● **WRITTEN TASK**:
Reproduce the records starting with the line that contains "of the overcast" and going on through the end of the records, with the requests included. Raise every coordinate value in the answers by 119, and leave the requests and their format samples unchanged.

● **DATASET EXCERPTS**:

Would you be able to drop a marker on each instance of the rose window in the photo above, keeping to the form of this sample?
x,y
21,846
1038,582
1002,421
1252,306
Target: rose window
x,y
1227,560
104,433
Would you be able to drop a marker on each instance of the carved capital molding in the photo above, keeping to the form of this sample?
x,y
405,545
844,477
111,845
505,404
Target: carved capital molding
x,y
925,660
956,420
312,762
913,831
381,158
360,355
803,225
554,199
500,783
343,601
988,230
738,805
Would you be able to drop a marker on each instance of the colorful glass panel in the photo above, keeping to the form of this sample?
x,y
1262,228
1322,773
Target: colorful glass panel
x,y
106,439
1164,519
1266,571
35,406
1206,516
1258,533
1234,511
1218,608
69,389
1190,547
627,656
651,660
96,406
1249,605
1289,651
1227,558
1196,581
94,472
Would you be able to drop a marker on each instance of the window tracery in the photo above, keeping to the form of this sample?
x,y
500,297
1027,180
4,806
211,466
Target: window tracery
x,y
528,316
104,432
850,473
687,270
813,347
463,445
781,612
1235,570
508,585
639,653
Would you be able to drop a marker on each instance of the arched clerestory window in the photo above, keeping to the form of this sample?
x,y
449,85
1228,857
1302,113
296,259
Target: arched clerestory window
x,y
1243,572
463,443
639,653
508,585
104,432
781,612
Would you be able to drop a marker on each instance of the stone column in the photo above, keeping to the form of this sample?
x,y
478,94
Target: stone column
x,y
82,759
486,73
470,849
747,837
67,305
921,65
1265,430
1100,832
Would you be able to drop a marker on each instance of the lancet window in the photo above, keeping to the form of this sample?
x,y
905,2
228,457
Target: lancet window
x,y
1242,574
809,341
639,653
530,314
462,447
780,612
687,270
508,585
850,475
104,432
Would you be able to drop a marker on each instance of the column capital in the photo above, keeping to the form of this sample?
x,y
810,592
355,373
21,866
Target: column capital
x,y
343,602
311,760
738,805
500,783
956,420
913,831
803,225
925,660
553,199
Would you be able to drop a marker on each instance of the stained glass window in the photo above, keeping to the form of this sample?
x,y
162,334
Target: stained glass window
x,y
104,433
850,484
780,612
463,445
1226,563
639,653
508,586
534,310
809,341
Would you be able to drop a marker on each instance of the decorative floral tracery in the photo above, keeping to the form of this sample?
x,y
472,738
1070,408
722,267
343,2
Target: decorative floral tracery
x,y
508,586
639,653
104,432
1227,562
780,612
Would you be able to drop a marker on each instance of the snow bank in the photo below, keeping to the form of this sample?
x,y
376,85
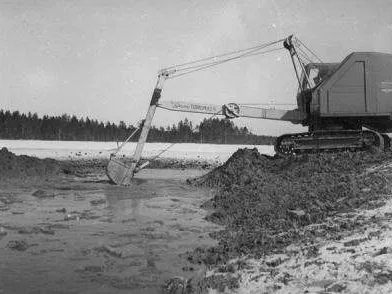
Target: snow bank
x,y
86,149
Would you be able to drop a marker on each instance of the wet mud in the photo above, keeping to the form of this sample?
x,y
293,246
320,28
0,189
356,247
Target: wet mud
x,y
76,233
264,201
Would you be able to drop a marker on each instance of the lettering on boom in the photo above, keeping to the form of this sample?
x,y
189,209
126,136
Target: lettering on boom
x,y
195,107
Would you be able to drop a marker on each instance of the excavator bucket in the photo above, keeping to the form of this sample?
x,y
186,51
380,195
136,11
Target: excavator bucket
x,y
119,172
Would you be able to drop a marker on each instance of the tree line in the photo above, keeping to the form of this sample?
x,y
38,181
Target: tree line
x,y
16,125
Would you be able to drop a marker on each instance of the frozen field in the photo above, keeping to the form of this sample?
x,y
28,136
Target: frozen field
x,y
83,149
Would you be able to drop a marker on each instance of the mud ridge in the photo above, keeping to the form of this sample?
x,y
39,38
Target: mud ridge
x,y
25,168
263,201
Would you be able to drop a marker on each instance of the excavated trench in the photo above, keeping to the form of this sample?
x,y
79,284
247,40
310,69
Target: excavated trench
x,y
262,201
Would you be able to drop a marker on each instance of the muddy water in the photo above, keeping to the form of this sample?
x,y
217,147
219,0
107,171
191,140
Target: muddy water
x,y
83,235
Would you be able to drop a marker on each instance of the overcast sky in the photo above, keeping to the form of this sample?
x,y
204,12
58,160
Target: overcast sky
x,y
100,58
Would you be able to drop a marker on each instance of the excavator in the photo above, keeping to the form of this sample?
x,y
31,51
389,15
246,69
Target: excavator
x,y
345,105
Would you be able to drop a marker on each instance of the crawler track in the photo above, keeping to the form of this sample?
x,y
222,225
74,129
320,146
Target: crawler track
x,y
330,141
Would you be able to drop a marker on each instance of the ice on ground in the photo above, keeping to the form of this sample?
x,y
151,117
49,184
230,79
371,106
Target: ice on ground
x,y
87,150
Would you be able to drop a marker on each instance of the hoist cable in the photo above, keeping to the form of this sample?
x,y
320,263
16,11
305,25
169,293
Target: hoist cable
x,y
222,61
222,55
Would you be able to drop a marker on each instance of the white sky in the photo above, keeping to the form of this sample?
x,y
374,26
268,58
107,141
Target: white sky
x,y
100,58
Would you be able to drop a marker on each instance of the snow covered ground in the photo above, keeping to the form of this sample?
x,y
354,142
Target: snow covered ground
x,y
85,149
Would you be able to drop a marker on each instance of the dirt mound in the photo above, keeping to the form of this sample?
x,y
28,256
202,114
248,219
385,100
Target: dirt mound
x,y
261,200
24,168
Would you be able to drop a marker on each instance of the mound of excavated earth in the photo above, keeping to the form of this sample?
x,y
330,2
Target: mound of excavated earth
x,y
25,168
262,200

● **EXPECTED OUTPUT**:
Would you be able to drop a marker on each instance of the overcast sky in the photo above, keeping to the form of this sample?
x,y
204,12
58,160
Target: overcast sky
x,y
219,177
Would you be able to drop a marker on each instance of the excavator in the photo above, keeping to the form of this sample?
x,y
31,51
389,15
246,69
Target: excavator
x,y
464,224
Would you be able to drop a marker on each instance of the crawler track in the photo above, keeping to the form of this sample?
x,y
222,225
74,129
320,146
Target: crawler track
x,y
449,260
Would you be able to drop a marker on each instance of the ice on ground in the photo above, keeping to the form of this sample?
x,y
151,117
49,184
230,79
371,106
Target: ice on ground
x,y
206,269
Would you be able to drop a marker on each instance of the hoist cable in the photo above, keeping to the form of this sample?
x,y
320,263
16,11
305,25
169,293
Target: hoist cable
x,y
341,180
341,174
Would you be able to drop a marker on each instance of the white sky in the photo above, keeping to the form of this sample?
x,y
374,26
268,58
107,141
Target: white sky
x,y
219,177
Would you be able to drop a marker on each instance of the snow covered ground in the photo above, keeping to the form of this sample?
x,y
354,142
Target: snow covered ground
x,y
204,268
Would you be able to drop a marker on each instance of the dirt mound in the photo above, keeping to the form of this sample?
x,y
28,256
202,114
248,219
385,100
Target: dirt mound
x,y
380,319
143,287
Would you be able to drop a marker on each instance of the mound of excavated earth in the photo above, keeping to the form of this sample?
x,y
330,2
Target: mound of excavated earth
x,y
144,287
381,319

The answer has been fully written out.